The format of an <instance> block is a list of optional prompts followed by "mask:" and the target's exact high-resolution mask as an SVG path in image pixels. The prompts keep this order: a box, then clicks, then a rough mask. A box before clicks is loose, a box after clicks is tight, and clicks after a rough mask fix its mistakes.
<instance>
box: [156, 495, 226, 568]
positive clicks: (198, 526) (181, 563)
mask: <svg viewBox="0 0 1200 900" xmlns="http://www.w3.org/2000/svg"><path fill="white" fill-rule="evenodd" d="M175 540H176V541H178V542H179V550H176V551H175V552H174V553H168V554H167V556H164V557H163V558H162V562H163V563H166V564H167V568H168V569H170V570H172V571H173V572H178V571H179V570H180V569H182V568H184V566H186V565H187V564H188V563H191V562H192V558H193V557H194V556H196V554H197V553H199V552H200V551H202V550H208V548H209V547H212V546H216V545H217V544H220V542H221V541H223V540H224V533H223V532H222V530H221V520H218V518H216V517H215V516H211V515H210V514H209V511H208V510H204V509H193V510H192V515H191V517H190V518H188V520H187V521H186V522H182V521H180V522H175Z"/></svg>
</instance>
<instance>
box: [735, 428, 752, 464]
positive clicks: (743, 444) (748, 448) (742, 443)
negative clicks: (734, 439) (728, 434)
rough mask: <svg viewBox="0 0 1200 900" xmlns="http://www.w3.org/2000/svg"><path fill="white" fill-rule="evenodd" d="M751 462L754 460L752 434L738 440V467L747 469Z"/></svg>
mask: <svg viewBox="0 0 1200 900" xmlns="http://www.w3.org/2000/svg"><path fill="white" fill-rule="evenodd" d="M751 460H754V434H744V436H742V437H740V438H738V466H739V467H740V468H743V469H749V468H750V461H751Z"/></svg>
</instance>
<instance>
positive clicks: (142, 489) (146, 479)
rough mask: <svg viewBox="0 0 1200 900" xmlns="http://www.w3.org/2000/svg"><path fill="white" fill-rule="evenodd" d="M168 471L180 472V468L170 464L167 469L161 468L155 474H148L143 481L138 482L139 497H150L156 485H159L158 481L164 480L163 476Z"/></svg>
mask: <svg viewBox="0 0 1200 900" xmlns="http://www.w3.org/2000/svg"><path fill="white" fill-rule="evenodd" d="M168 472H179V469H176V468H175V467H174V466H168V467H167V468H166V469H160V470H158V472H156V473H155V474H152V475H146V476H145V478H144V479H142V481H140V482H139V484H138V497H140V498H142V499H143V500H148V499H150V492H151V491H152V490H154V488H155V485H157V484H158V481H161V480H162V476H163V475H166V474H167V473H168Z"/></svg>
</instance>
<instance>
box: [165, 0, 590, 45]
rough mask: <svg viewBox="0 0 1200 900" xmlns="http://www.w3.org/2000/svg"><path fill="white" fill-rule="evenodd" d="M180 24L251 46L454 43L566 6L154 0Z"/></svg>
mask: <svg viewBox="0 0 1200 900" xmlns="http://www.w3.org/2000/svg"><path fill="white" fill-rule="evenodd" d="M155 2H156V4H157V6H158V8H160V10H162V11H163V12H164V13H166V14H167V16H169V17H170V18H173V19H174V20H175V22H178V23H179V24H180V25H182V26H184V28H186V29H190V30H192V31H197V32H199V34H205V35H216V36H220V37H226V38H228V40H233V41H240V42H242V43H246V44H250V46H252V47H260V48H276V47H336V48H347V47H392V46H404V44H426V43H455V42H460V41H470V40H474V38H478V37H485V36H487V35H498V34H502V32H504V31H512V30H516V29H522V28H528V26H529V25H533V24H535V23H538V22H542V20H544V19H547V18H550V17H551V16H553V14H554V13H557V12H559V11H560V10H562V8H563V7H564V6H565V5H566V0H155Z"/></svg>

→ **TASK REQUIREMENTS**
Please report every line above that contains the word "clicks", copying each one in full. Case counts.

→ **OUTPUT FOR THIS TASK**
The format of an <instance> block is a list of optional prompts followed by "mask:" and the target's exact high-resolution mask as an SVG path in image pixels. The prompts keep this order: a box, then clicks, then a rough mask. A box before clicks is loose, a box after clicks is tight, and clicks after a rough mask fix its mistakes.
positive clicks: (198, 526) (181, 563)
positive clicks: (743, 444) (748, 448) (742, 443)
negative clicks: (734, 439) (728, 434)
positive clicks: (142, 489) (146, 479)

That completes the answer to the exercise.